— Task goal —
Whenever the word "pixel" turns up in a line of the data below, copy that line.

[Data items]
· · · · · · ·

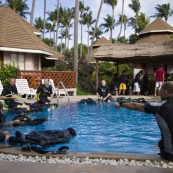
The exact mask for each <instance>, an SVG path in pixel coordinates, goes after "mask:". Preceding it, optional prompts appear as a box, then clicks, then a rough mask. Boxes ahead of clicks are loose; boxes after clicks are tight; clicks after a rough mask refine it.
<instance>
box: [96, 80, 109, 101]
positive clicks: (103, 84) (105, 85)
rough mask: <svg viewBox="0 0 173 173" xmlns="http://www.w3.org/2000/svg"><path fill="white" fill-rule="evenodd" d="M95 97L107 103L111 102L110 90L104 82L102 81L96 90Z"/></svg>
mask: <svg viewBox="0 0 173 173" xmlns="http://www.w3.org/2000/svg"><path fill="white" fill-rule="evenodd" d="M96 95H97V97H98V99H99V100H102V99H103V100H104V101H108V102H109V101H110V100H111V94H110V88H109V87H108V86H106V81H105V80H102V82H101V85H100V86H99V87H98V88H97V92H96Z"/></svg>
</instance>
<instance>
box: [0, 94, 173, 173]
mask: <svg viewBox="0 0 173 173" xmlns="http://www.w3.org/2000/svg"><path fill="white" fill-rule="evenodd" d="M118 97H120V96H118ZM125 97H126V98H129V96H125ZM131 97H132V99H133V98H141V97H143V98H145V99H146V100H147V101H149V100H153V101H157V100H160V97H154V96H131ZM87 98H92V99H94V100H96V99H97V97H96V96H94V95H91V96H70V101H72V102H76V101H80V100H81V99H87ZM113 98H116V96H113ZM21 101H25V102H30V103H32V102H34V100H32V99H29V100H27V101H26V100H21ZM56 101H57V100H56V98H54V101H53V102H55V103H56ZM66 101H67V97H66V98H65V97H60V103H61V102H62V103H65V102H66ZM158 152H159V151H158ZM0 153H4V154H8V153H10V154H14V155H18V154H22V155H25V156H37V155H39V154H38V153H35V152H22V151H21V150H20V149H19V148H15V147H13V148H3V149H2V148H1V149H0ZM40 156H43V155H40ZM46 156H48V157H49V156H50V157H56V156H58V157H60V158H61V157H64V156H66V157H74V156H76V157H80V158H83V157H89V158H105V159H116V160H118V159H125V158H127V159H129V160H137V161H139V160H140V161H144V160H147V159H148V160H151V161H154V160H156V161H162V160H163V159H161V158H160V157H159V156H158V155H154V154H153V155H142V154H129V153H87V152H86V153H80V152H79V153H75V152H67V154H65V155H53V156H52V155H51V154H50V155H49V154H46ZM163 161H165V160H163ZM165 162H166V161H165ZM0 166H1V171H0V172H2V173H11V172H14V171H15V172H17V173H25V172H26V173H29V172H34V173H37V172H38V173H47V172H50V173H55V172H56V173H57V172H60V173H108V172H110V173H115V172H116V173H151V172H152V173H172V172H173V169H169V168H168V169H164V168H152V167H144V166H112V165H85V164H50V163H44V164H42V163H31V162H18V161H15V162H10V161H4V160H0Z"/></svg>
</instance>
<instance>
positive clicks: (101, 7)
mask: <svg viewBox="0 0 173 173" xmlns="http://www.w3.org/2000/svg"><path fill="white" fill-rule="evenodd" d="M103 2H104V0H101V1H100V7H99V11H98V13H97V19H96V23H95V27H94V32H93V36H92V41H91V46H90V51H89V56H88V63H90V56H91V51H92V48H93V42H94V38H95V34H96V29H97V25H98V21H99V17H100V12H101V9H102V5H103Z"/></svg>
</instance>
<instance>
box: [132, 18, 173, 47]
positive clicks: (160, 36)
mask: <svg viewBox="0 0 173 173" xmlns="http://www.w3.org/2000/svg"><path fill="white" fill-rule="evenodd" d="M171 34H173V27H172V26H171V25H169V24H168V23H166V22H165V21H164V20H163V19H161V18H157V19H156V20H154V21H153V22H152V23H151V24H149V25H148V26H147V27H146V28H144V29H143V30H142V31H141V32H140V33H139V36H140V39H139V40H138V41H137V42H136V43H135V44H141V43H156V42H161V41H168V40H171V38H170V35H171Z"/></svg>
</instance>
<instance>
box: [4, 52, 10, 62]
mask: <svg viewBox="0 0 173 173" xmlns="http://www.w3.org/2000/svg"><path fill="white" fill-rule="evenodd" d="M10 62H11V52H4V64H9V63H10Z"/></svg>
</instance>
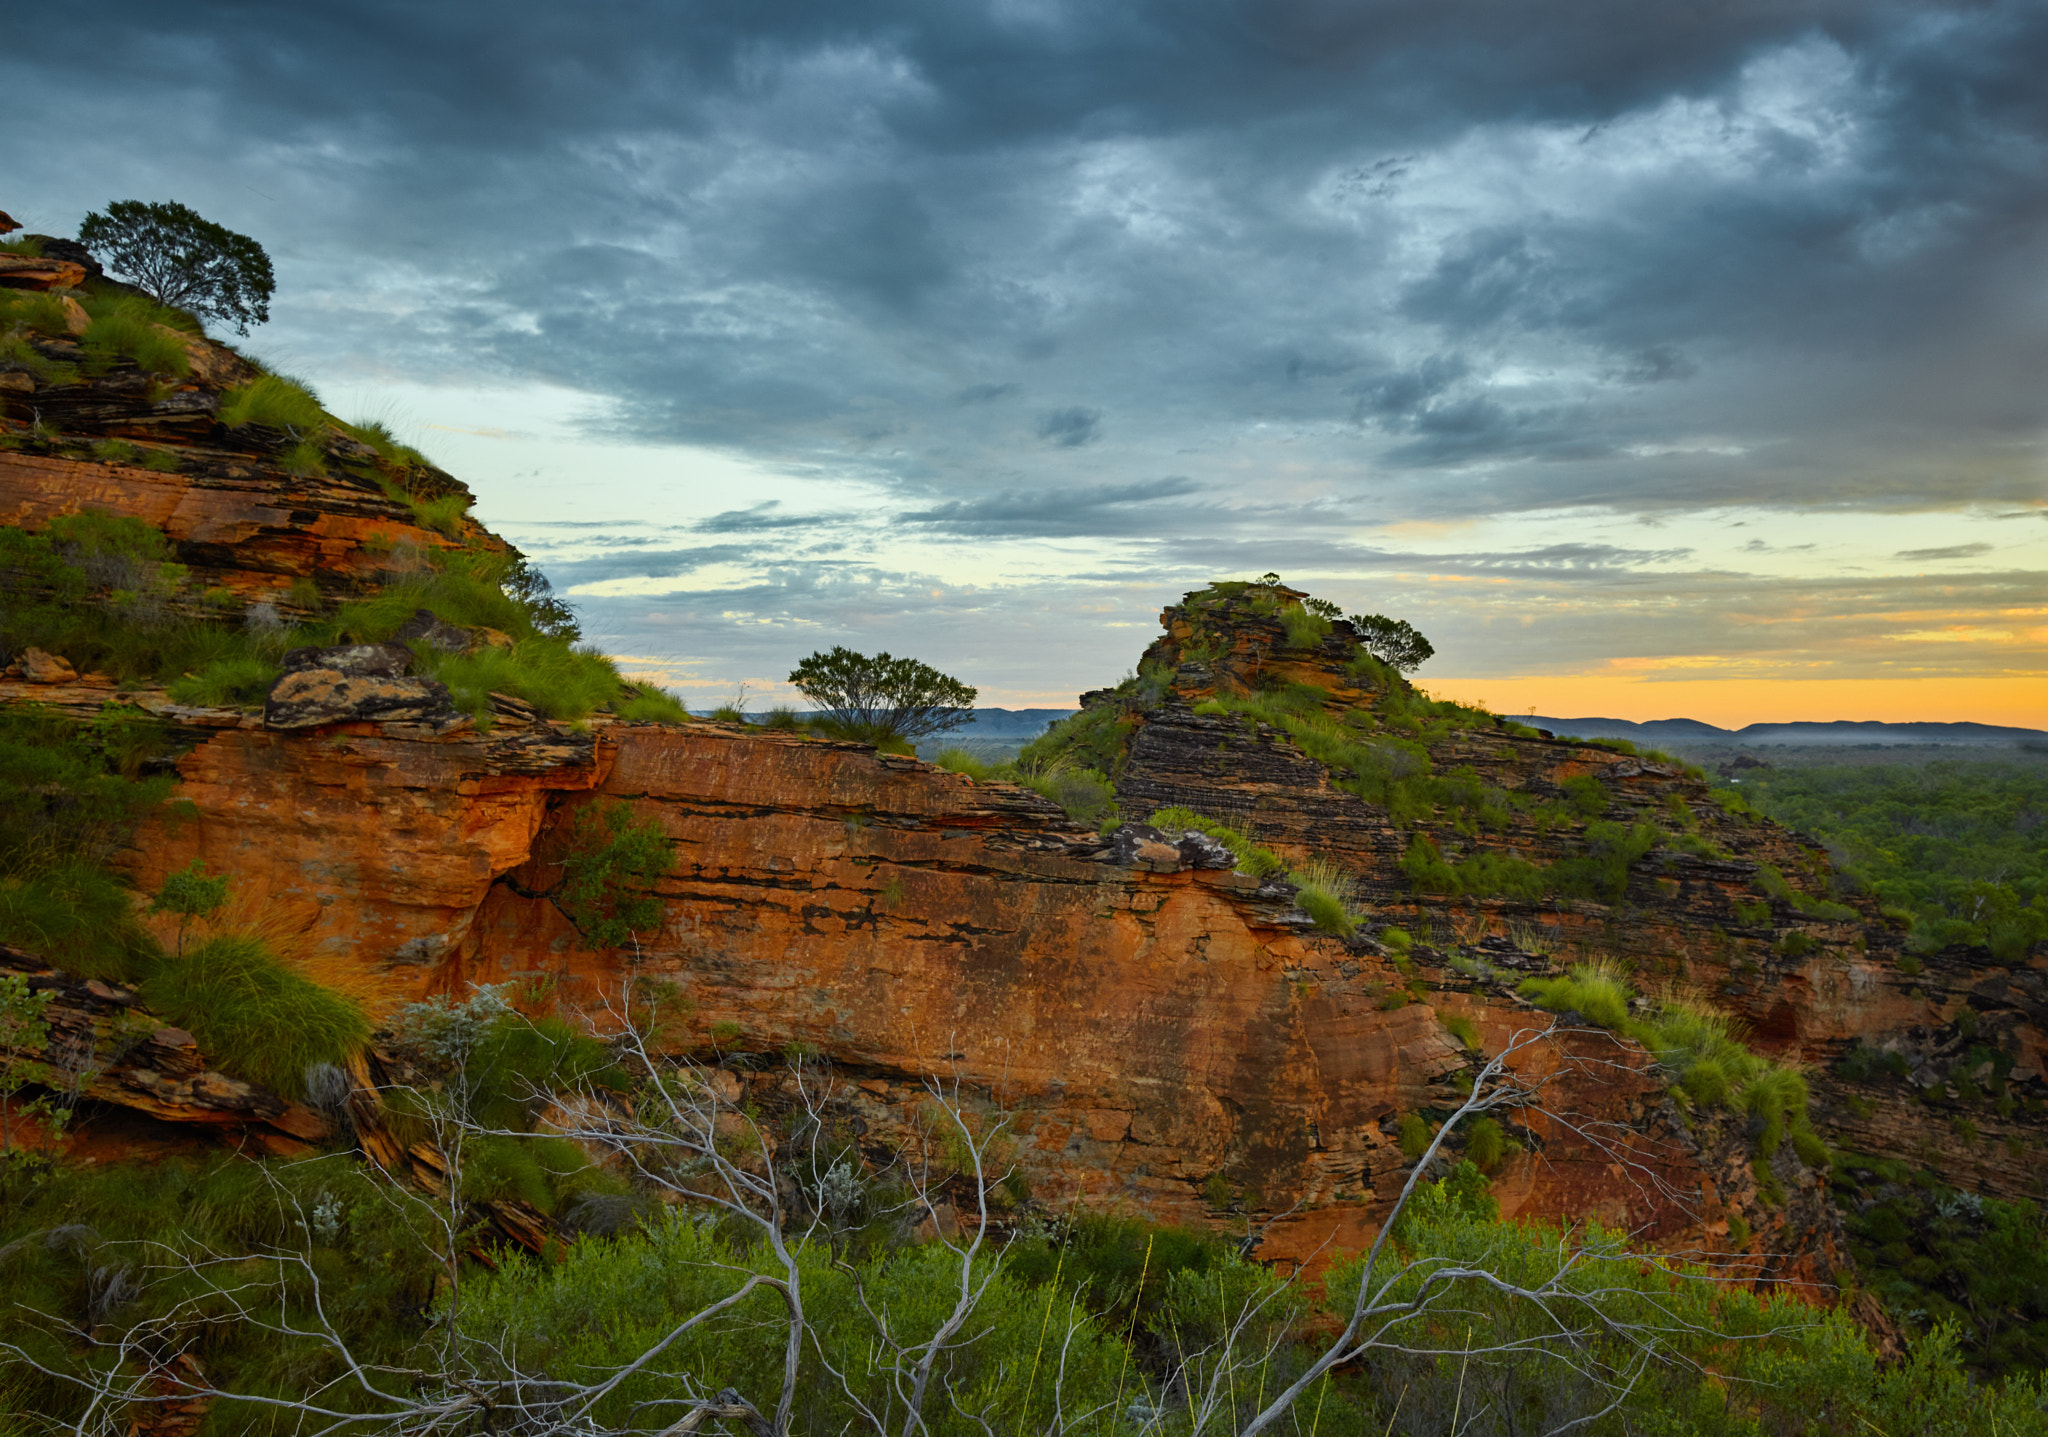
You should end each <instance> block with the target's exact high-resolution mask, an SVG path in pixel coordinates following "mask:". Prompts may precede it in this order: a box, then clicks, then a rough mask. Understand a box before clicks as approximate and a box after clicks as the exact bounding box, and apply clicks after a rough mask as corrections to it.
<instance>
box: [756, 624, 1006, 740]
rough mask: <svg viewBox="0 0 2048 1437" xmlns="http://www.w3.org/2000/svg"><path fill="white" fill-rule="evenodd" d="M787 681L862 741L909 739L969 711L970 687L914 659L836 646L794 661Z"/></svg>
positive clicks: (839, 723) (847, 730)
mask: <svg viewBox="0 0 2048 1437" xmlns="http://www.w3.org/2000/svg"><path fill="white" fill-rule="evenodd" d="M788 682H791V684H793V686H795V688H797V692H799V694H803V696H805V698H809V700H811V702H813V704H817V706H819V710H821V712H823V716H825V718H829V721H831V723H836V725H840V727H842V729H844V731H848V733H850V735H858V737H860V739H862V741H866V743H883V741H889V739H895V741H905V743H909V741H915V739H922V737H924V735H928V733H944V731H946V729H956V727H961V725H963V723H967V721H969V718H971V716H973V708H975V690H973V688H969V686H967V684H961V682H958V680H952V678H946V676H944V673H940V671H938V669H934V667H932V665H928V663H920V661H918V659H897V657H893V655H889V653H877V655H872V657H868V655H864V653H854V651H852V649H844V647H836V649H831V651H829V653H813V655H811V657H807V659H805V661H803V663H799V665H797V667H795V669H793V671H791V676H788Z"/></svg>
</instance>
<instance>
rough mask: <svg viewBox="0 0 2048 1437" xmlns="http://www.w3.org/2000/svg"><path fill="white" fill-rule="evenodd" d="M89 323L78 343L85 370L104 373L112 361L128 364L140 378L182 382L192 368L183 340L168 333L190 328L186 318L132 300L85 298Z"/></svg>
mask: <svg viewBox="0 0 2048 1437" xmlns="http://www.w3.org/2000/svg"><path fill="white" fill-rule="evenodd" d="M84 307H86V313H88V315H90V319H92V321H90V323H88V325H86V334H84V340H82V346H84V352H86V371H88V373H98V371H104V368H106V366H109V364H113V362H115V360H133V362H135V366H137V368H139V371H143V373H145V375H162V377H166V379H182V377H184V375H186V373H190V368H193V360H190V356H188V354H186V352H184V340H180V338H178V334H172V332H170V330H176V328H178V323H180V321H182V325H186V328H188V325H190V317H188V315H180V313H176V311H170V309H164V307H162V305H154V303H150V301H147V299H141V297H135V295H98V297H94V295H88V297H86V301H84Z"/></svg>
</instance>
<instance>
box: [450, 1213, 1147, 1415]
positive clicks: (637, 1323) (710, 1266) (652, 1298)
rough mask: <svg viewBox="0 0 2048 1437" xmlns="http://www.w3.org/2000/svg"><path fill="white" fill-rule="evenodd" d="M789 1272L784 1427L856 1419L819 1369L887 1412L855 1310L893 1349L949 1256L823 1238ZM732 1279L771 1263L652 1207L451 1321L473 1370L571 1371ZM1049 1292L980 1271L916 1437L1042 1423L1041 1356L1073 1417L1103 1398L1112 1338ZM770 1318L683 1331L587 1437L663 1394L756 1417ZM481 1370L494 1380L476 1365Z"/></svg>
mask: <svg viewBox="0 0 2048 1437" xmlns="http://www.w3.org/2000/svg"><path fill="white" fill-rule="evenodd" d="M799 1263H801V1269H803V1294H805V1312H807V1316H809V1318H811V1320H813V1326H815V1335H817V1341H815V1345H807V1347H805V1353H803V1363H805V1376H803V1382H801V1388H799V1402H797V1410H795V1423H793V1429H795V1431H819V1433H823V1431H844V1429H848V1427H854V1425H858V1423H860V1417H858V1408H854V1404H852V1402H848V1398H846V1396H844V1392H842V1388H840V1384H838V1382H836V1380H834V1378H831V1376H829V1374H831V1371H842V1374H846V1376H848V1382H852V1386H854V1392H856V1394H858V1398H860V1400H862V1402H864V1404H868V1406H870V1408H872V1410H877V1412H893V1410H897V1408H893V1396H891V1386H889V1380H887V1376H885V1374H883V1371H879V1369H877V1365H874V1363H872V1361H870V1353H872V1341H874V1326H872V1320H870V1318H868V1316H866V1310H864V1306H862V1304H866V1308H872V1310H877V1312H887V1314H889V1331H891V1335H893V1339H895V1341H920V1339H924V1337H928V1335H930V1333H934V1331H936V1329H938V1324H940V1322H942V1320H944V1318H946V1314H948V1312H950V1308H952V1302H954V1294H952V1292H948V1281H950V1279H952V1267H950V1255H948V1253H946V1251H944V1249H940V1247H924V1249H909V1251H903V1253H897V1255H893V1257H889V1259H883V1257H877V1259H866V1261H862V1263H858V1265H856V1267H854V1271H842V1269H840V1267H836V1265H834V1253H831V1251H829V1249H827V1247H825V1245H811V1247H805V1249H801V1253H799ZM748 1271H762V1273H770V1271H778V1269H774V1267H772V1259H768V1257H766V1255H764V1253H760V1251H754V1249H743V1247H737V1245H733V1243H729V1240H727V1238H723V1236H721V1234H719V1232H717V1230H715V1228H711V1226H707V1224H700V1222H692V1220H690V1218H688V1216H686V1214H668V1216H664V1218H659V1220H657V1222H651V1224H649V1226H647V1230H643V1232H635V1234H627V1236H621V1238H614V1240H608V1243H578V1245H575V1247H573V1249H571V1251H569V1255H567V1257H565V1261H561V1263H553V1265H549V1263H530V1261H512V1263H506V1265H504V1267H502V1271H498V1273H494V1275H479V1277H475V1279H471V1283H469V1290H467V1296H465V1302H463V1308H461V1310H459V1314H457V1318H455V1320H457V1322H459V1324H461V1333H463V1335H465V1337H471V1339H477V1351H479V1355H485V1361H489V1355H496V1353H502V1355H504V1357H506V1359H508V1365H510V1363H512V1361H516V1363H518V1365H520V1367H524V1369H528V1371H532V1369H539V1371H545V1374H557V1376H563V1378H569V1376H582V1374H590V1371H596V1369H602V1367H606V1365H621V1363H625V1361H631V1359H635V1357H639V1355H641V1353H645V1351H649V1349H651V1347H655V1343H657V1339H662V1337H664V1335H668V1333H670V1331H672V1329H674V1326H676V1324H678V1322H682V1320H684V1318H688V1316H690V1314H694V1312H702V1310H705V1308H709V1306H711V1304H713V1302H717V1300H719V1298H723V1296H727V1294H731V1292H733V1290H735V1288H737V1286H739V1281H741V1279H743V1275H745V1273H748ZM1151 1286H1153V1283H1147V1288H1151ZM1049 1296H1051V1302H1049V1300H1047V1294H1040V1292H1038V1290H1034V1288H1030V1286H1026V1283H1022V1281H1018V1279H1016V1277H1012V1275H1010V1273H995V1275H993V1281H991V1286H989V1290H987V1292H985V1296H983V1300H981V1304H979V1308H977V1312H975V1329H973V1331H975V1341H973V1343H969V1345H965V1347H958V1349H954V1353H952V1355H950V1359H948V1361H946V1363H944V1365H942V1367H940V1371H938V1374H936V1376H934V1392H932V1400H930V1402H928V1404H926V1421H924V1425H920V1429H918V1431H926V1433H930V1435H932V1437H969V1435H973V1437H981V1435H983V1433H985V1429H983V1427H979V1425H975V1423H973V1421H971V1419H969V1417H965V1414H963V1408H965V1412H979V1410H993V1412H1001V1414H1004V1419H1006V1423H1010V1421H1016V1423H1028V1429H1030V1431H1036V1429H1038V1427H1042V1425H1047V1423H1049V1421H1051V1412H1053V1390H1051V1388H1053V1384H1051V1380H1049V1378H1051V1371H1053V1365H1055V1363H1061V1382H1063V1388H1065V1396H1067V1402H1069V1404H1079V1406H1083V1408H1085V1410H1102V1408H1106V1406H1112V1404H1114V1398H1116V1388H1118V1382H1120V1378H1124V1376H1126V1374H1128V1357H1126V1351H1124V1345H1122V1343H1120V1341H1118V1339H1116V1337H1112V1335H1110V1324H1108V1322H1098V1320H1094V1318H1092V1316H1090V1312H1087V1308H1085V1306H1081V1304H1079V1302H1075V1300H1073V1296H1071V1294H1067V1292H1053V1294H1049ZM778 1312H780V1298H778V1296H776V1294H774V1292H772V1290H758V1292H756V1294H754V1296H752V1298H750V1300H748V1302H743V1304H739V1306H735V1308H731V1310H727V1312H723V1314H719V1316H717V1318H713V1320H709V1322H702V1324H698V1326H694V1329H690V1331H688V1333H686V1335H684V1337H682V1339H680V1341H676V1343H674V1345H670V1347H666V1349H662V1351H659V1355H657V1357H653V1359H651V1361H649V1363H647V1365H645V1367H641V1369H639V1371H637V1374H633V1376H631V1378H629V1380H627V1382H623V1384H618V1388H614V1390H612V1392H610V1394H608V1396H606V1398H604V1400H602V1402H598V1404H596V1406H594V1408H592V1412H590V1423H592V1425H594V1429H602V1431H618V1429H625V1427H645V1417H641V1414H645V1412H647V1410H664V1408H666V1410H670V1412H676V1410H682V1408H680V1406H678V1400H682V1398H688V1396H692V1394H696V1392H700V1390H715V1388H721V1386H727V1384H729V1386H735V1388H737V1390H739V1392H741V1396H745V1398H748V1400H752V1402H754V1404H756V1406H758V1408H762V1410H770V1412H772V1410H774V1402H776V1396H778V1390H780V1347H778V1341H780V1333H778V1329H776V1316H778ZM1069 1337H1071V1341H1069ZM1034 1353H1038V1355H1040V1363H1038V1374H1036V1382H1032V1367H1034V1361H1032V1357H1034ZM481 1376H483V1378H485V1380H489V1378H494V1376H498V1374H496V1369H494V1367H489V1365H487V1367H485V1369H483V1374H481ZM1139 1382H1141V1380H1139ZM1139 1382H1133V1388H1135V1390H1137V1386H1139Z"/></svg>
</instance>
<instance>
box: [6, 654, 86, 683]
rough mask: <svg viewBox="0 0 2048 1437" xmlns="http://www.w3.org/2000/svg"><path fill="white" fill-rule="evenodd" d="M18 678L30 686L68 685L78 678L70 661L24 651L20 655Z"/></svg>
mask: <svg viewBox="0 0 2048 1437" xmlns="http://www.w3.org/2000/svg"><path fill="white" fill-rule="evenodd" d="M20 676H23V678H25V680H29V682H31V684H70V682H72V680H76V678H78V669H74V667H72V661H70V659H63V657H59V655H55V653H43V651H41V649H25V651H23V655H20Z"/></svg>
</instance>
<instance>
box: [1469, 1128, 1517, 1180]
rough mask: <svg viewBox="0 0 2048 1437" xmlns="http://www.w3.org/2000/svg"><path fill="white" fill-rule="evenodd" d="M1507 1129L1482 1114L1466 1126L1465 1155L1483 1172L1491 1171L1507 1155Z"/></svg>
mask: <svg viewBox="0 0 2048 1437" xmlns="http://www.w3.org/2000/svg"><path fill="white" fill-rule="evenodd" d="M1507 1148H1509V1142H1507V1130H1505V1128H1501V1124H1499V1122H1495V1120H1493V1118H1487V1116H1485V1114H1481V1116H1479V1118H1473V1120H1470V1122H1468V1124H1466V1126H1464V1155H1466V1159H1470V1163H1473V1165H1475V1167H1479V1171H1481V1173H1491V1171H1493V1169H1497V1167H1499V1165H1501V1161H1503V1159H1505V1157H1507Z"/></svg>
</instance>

· · · · · · ·

— Answer to this exercise —
The exact mask for each <instance>, an SVG path in pixel coordinates, goes after "mask:". Preceding it, optional prompts appear as a box, then clicks, then a rough mask. Boxes ahead of clicks are loose; boxes after clicks are tight; clicks after a rough mask refine it.
You should end each <instance> block with the target's exact high-resolution mask, an SVG path in pixel coordinates following "mask:". Prompts may precede it in this order: a box, then clicks, then a rough mask. Understand a box before clicks as approximate and a box after clicks as the exact bounding box, and apply clicks after a rough mask as corrections to it.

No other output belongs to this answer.